REQUIREMENTS:
In the excerpt on moderation below, what two things does balance require in every area?

PAGE EXCERPT:
____________

This ancient plea for moderation is a reminder that virtue should be cast in human form if it is to be humanly achievable. Saints and monks may practise total abstinence, but to believe that abstinence is the only way to virtue is to condemn the rest of mankind. Better to propose the way of moderation and live, thereby, on friendly terms with your species. So it seemed to Montaigne, at least, and so it seems to me. Moderation is the life choice over which we can all agree. It is the Tao, the true path of Confucius, the road to Enlightenment. Even Kant, the stern advocate of Reason against Passion, recognized that it is better to put passion to Reason’s use than to deny it entirely. The Golden Mean is achieved through balance, rather than denial, and is as foreign to the health fascists and the puritans as it is to the bingers and whorers of the modern city.
Needless to say, however, the bingers and whorers have the upper hand. Each new film, exhibition, pop song, or reality show strives to outdo the last in trampling on what remains of moral restraint. We live in a culture of excess, and that means a culture on the edge of self-destruction. But we are also aware of this: if there were an easy way back to the world of moderation, we would take it. But there’s the rub: balance needs discipline, be it the discipline of the tightrope walker or that of the impartial judge.
Balancing act
There is no easy way to equilibrium, since in human affairs, equilibrium means rejecting easy ways—it means not giving way, not going under, not being swept along. And when people are swept along by their appetites, the desire arises to put an absolute brake on them. In the wings of modern society, therefore, you see the swelling bitterness of the Islamist puritan, who will oppose excess of one kind with excess of another. It could fairly be said that our society needs nothing so much as balance, and that unless we regain the path of moderation we will lurch from one excess to another until nothing of value remains.
The balanced acrobat is the one who allows none of his movements to outweigh the others, who remains aloof from the conflicting impulses of his limbs in pursuit of a harmony of the whole body. The balanced painting is one in which all the lines of force within a picture are resolved in the ensemble. The balanced judgment is the one that listens to all sides and strives to choose reasonably between them, rising above the contest of opinions in pursuit of knowledge.
In every area, it seems, balance requires two things: contrast and resolution. The contrast might be one of opinions, of feelings, of movements, of appetites. But the resolution comes about when we rise to another level, so as to exert some kind of rational discrimination or control. We achieve balance when we refuse to be led by any one opinion, desire, appetite, or movement, and work, removed from all of them, in the interests of truth and harmony.
When we speak of excess, therefore, we don’t mean to refer to the strength or urgency of our appetites. It is not the strength of sexual desire that makes a rapist; it is not the strength of bodily appetite that leads to obesity or binge drinking. In every case, excess means lack of control, and lack of control means a failure to give due weight to all the many reasons that tell against your impulse. What makes a soldier courageous, Aristotle argues, is not the lack of fear—that would be mere stupidity. Nor is it rage against the enemy—that would be rashness, which is as much a vice as cowardice. Courage is the ability amid both fear and rage, to stay at one remove from both of them, doing what is honorable. Virtue does not mean suppressing our passions, but rising above them to the point where reason can prevail. The courageous person is the one who overcomes fear, not the one who doesn’t feel it.

____________

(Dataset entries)

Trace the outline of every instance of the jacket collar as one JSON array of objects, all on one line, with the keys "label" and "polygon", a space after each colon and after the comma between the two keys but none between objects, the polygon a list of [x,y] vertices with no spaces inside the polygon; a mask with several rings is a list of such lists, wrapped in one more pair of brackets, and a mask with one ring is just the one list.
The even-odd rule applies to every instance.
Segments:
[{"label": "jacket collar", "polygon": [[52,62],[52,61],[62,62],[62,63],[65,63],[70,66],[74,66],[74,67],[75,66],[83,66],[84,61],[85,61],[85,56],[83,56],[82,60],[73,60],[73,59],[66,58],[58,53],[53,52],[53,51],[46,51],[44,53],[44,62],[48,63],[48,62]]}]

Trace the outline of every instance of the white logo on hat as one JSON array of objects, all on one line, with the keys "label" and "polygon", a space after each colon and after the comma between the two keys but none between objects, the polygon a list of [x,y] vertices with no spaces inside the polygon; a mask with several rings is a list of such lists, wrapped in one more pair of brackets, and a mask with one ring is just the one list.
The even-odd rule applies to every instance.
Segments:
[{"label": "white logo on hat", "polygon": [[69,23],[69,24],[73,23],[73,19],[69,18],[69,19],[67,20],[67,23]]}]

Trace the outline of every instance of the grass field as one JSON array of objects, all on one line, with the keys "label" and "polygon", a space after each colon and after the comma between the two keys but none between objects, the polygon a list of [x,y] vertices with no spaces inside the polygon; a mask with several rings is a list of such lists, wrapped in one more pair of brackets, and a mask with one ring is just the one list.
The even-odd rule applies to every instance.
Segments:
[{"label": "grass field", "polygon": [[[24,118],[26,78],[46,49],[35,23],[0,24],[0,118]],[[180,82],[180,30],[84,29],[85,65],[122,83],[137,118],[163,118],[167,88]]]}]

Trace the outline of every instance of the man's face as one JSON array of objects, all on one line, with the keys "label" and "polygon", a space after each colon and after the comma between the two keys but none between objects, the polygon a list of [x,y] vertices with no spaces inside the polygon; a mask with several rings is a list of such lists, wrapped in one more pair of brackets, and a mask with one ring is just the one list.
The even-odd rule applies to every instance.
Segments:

____________

RESPONSE TO THE EXERCISE:
Contrast and resolution.